┌─ Data records

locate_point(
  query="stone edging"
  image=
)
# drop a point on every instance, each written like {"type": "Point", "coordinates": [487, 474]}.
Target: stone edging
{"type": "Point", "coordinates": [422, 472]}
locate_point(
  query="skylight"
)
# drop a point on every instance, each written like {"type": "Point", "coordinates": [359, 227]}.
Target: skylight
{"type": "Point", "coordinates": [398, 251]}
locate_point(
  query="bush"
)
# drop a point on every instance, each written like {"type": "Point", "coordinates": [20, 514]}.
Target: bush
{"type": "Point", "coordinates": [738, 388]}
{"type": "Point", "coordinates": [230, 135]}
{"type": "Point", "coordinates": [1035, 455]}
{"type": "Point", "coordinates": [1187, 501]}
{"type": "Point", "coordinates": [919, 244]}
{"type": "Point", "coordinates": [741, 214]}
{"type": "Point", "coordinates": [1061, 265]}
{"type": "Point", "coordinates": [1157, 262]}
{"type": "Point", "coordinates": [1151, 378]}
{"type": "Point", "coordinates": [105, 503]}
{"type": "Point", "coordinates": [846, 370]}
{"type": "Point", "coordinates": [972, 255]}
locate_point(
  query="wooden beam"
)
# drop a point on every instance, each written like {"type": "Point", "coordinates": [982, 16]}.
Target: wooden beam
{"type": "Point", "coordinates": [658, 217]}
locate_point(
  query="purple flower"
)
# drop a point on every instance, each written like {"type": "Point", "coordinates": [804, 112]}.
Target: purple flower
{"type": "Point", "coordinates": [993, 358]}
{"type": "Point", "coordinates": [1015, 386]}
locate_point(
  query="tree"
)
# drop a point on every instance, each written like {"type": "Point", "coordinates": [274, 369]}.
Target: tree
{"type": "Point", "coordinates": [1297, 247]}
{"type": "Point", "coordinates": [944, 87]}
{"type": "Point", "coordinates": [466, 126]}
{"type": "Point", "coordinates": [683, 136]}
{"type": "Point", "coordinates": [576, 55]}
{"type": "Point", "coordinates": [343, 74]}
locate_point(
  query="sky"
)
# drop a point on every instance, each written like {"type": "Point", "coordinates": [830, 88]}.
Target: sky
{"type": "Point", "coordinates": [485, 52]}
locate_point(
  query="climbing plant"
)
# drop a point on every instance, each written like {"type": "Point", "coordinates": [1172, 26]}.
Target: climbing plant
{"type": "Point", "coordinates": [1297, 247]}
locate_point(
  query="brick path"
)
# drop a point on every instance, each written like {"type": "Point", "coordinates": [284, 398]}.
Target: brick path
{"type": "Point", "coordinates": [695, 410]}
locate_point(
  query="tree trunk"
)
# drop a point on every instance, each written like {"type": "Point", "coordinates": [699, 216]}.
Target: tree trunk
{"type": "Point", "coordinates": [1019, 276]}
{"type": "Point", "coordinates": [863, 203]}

└─

Exercise objective
Faithfully transcribe the whole of the data.

Exercise solution
locate_point(
  query="stone edging"
  image=
)
# drop a point on every instance, each written like {"type": "Point", "coordinates": [487, 474]}.
Target: stone edging
{"type": "Point", "coordinates": [422, 472]}
locate_point(
  query="skylight"
)
# drop a point on every instance, each written like {"type": "Point", "coordinates": [359, 227]}.
Target: skylight
{"type": "Point", "coordinates": [398, 251]}
locate_point(
  query="bush"
)
# drop a point on every instance, each written like {"type": "Point", "coordinates": [20, 514]}.
Target: bush
{"type": "Point", "coordinates": [738, 388]}
{"type": "Point", "coordinates": [230, 135]}
{"type": "Point", "coordinates": [1035, 455]}
{"type": "Point", "coordinates": [1187, 501]}
{"type": "Point", "coordinates": [919, 244]}
{"type": "Point", "coordinates": [741, 214]}
{"type": "Point", "coordinates": [1061, 265]}
{"type": "Point", "coordinates": [1157, 262]}
{"type": "Point", "coordinates": [1151, 378]}
{"type": "Point", "coordinates": [105, 503]}
{"type": "Point", "coordinates": [846, 370]}
{"type": "Point", "coordinates": [972, 255]}
locate_point(
  query="wooden beam"
)
# drop a point on every instance, each written like {"type": "Point", "coordinates": [982, 16]}.
Target: wooden beam
{"type": "Point", "coordinates": [658, 217]}
locate_point(
  query="purple flower"
)
# drop a point on every instance, each written like {"type": "Point", "coordinates": [804, 112]}.
Target: purple flower
{"type": "Point", "coordinates": [993, 358]}
{"type": "Point", "coordinates": [1015, 386]}
locate_point(
  query="tree"
)
# drop a point on every instance, each written like {"type": "Point", "coordinates": [274, 369]}.
Target: tree
{"type": "Point", "coordinates": [1297, 247]}
{"type": "Point", "coordinates": [944, 87]}
{"type": "Point", "coordinates": [466, 126]}
{"type": "Point", "coordinates": [683, 136]}
{"type": "Point", "coordinates": [576, 55]}
{"type": "Point", "coordinates": [343, 74]}
locate_point(
  query="sky"
)
# drop a point on every instance, each written like {"type": "Point", "coordinates": [830, 88]}.
Target: sky
{"type": "Point", "coordinates": [485, 52]}
locate_point(
  query="climbing plant"
)
# drop a point on every instance, each written like {"type": "Point", "coordinates": [1172, 26]}.
Target: climbing plant
{"type": "Point", "coordinates": [1297, 247]}
locate_point(
  query="brick path"
)
# drop a point on every instance, each written like {"type": "Point", "coordinates": [284, 398]}.
Target: brick path
{"type": "Point", "coordinates": [695, 410]}
locate_point(
  query="tree trunk"
)
# drop a point on every instance, each written like {"type": "Point", "coordinates": [699, 216]}.
Target: tree trunk
{"type": "Point", "coordinates": [1019, 276]}
{"type": "Point", "coordinates": [863, 203]}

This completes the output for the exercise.